## PASSAGE TO READ
14 March, 2006

Medical materialism

Medical materialism finished up Saint Paul by calling his vision on the road to Damascus a discharging lesion of the occipital cortex, he being an epileptic. It snuffs out Saint Teresa as an hysteric, Saint Francis of Assisi as an hereditary degenerate. George Fox's discontent with the shams of his age, and his pining for spiritual veracity, it treats as a symptom of a disordered colon. Carlyle's organ-tones of misery it accounts for by a gastro-duodenal catarrh.

— William James, Varieties of Religious Experience (1901)

In any event, as regards the correlation between mind and body, we may note for future application in this essay, that the poet will naturally tend to write about that which most deeply engrosses him—and nothing more deeply engrosses him than his burdens, including those of a physical nature, such as disease. We win by capitalizing on our debts, by turning our liabilities into assets, by using our burdens as a basis of insight. And so the poet may come to have a "vested interest" in his handicaps; these handicaps may become an integral part of his method; and in so far as his style grows out of a disease, his loyalty to it may reinforce the disease. . . I think we should not be far wrong if, seeking the area where states of mind are best available to empirical observation, we sought for correlations between styles and physical disease. . . So we might look for "dropsical" styles (Chesterton), "asthmatic" (Proust), "phthisic" (Mann), "apoplectic" (Flaubert), "blind" (Milton), etc.

— Kenneth Burke, 'The Philosophy of Literary Form' (1941)

## THINGS TO DO
1) Answer these questions from the medical materialism passage:
(a) What does medical materialism call Saint Paul's vision on the road to Damascus?
(b) Which style does Burke pair with Proust?
(c) In what year is Burke's 'The Philosophy of Literary Form' dated?
2) Write out the stretch of the medical materialism passage from "Medical materialism finished" through "a gastro-duodenal catarrh.".
3) Extend the medical materialism passage, picking up after its last line.
The saved entries are material apart from the medical materialism passage.

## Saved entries

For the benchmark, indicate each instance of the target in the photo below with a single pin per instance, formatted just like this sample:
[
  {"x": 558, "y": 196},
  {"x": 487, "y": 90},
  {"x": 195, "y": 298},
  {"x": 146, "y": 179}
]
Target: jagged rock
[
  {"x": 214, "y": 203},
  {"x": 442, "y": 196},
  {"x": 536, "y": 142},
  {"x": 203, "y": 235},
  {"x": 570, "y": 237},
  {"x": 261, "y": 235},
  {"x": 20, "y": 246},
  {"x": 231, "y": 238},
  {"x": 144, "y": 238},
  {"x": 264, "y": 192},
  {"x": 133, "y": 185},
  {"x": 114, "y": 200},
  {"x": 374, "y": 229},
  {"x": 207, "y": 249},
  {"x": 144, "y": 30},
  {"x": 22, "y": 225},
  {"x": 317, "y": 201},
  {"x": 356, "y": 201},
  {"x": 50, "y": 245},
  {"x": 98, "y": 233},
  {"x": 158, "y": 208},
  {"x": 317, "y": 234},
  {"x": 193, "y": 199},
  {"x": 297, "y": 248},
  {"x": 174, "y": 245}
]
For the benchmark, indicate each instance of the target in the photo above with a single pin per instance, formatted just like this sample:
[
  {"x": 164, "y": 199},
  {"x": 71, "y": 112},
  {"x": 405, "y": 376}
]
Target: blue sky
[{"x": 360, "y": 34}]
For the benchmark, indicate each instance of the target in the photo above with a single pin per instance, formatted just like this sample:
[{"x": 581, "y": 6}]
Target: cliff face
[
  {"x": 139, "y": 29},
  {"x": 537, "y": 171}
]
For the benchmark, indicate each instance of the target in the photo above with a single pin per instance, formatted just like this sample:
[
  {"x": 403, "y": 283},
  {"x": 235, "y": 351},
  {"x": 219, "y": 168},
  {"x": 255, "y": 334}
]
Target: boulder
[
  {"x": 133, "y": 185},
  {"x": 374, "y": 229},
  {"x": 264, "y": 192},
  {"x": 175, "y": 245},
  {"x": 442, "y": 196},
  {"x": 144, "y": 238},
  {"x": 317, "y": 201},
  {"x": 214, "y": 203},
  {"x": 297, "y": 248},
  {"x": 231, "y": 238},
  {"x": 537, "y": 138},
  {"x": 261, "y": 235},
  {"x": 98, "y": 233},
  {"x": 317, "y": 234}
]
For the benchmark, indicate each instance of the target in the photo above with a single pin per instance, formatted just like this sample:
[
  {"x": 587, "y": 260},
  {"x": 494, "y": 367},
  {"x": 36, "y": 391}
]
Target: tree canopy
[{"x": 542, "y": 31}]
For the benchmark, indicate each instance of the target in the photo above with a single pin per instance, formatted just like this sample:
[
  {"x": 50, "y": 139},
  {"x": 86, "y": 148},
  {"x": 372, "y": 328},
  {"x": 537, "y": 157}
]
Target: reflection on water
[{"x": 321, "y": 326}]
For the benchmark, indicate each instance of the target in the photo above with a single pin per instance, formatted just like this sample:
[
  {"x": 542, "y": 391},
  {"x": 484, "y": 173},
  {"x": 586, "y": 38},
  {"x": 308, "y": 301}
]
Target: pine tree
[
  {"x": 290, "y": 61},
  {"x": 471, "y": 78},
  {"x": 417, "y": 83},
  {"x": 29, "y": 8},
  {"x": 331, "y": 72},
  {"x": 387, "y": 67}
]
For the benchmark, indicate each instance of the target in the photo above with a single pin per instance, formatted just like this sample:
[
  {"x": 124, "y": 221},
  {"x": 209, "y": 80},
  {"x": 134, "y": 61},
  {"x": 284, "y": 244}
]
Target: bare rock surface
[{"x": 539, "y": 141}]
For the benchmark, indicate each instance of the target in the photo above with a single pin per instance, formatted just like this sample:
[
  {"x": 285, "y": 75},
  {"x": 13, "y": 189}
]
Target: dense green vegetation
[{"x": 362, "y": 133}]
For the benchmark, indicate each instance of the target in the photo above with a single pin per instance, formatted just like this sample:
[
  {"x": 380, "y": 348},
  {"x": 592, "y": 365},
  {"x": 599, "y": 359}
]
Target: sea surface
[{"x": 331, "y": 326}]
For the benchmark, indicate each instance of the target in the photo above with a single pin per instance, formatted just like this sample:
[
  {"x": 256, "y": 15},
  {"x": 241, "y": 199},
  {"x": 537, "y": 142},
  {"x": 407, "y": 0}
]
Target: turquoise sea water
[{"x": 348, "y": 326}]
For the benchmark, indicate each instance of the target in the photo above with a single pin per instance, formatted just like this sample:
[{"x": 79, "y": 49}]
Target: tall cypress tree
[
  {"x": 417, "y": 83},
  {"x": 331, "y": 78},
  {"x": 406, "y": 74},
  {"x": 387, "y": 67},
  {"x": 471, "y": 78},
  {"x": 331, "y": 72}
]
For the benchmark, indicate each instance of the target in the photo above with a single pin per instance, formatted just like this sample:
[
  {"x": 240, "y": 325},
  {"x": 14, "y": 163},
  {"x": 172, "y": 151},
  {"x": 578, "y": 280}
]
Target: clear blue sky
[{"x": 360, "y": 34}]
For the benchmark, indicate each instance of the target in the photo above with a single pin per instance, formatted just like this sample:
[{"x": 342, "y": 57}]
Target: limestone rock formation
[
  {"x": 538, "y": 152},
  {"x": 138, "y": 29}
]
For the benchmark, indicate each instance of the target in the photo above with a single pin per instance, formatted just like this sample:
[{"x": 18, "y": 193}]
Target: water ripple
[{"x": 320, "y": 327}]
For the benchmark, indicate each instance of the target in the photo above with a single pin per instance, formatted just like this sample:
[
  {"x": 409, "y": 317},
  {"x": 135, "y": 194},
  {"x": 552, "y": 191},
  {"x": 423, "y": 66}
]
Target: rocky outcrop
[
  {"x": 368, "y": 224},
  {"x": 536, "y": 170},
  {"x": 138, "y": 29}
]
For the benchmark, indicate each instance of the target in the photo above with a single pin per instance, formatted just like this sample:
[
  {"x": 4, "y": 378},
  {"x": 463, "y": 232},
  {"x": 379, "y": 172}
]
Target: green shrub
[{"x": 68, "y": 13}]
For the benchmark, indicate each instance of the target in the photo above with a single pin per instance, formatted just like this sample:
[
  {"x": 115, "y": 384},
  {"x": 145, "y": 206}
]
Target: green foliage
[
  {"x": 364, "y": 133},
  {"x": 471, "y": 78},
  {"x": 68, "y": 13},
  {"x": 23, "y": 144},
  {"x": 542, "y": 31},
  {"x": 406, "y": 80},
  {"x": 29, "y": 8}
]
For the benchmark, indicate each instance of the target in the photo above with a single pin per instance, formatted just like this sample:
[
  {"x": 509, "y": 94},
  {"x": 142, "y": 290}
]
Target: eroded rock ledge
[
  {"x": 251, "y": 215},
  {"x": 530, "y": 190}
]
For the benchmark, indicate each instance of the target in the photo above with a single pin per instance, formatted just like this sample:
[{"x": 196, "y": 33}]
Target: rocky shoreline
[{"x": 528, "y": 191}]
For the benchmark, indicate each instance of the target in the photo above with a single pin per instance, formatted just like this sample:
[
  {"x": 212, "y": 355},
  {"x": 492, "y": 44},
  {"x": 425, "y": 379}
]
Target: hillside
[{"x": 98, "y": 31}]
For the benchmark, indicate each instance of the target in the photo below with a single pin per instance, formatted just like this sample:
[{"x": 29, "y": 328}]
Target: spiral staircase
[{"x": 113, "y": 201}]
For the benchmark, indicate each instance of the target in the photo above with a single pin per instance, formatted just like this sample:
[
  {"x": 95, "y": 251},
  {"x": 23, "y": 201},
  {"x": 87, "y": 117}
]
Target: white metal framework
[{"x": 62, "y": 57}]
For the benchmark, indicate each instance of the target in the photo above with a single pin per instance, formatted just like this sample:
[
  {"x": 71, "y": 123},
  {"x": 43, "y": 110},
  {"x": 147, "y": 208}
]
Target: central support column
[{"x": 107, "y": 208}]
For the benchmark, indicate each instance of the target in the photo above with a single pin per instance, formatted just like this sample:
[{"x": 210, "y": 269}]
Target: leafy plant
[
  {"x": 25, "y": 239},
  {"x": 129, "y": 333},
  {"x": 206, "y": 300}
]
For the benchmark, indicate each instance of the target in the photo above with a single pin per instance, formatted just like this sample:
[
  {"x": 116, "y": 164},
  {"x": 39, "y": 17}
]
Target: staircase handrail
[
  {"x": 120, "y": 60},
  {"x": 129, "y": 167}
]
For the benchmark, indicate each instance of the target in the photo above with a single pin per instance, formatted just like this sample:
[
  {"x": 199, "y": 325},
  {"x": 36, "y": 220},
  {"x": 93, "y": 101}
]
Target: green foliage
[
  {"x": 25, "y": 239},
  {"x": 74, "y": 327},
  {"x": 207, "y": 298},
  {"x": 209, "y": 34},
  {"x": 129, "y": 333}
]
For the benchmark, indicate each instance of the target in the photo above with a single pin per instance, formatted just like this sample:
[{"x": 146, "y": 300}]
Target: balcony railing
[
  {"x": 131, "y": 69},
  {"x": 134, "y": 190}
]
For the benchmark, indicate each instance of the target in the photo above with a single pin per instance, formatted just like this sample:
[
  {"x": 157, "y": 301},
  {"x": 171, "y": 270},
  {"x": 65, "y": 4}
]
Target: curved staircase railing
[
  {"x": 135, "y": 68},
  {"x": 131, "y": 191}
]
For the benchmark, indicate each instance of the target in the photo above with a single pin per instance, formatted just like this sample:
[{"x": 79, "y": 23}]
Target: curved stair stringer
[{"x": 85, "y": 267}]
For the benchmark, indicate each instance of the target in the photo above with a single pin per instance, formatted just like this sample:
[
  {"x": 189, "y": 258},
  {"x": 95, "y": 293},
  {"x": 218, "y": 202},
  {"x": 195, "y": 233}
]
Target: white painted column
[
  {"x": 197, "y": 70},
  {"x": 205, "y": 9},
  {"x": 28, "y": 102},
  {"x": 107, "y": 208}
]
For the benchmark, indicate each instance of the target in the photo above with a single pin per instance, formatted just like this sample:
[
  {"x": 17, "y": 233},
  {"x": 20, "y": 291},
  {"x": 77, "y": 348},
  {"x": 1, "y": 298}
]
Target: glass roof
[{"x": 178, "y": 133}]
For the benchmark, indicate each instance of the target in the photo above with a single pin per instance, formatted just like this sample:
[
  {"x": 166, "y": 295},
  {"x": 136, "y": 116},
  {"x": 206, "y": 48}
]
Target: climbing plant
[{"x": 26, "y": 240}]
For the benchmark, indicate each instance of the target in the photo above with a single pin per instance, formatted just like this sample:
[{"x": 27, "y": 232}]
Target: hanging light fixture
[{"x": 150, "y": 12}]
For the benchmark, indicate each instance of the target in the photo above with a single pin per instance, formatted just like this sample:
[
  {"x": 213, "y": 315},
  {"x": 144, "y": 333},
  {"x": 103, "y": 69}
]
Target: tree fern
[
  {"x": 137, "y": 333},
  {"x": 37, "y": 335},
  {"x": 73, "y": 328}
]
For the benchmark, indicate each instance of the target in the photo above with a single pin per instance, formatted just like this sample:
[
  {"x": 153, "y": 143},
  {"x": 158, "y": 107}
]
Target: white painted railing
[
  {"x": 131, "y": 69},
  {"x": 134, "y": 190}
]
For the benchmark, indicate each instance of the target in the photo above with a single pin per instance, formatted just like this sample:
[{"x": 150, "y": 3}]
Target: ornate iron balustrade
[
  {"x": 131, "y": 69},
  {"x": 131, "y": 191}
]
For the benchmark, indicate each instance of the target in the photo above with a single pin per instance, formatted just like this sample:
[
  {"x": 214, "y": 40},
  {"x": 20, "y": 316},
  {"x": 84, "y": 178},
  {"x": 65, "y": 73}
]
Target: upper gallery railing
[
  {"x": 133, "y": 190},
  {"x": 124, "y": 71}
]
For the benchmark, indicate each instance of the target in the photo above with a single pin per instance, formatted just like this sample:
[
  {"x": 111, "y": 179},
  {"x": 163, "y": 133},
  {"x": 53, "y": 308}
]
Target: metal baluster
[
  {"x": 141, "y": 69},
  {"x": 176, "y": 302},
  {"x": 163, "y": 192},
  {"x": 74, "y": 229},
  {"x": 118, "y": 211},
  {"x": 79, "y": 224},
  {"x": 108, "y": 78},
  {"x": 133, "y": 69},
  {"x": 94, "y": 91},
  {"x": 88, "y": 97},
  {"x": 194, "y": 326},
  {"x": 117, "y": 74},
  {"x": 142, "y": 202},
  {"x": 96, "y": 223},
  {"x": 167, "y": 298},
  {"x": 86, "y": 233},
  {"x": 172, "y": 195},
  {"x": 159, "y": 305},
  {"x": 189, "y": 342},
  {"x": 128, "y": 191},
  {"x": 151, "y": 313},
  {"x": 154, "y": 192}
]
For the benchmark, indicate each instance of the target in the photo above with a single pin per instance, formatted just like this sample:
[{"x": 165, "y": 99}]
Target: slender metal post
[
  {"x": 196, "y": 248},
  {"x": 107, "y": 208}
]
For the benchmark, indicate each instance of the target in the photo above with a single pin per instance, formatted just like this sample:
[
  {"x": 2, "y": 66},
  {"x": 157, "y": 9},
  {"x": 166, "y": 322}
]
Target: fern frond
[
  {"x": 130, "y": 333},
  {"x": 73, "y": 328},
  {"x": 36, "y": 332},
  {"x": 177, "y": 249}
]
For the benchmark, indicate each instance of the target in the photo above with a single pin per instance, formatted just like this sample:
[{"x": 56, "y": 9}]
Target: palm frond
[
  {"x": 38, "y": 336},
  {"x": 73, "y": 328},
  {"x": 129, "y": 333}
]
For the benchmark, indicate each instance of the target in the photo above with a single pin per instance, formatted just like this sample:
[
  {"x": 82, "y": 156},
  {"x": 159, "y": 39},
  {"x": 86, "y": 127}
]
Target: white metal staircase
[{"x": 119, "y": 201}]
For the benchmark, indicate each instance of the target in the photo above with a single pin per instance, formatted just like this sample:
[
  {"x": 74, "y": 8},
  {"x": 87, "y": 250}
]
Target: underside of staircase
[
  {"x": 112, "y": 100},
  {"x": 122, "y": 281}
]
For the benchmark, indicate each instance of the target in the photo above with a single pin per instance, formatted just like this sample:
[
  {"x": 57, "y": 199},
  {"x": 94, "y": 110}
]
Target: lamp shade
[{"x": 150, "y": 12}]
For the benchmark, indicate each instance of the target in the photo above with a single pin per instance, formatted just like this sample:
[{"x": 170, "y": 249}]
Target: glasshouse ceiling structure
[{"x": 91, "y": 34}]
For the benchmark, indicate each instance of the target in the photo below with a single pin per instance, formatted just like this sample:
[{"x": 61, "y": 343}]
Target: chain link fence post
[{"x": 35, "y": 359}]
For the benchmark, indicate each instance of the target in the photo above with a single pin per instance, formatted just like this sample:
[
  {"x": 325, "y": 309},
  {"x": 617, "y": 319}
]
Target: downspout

## ANSWERS IN ORDER
1)
(a) A discharging lesion of the occipital cortex
(b) "Asthmatic"
(c) 1941

2)
Medical materialism finished up Saint Paul by calling his vision on the road to Damascus a discharging lesion of the occipital cortex, he being an epileptic. It snuffs out Saint Teresa as an hysteric, Saint Francis of Assisi as an hereditary degenerate. George Fox's discontent with the shams of his age, and his pining for spiritual veracity, it treats as a symptom of a disordered colon. Carlyle's organ-tones of misery it accounts for by a gastro-duodenal catarrh.

3)
Joyce's magnificent verbal music is seen as the other side of his poor sight and Proust's novel as a function of his physical and psychological ailments (although Proust's chief "wound," his homosexuality, Wilson slides over euphemistically). To the Finland Station, in fact, is almost a parody of the doctrine, and there are times when Marxism seems to be no more for Wilson than the sum total of Marx's insomnia, carbuncles, boils, influenza, rheumatism, ophthalmia, toothache, headache, enlarged liver, and excremental obsession, not to speak of Lassalle's syphilis and Bakunin's impotence.

— Stanley Edgar Hyman, The Armed Vision (1948) on Edmund Wilson

This first approach [to reading Great Books] is primarily biographical. Here we are concerned to know how a particular book came to be written in a particular way. Thus the fact that Marx had carbuncles made him vent all the more vitriol on the bourgeoisie in his Capital. Or we are told that Rousseau's constricted bladder made him all the less coherent at the time he wrote the Social Contract.

— Andrew Hacker, 'Capital and Carbuncles' (1954)


Anonymous said...

Is it medical materialism or medical determinism? In any case, it's a stimulating thought? Are we all so determined?

John Cowan said...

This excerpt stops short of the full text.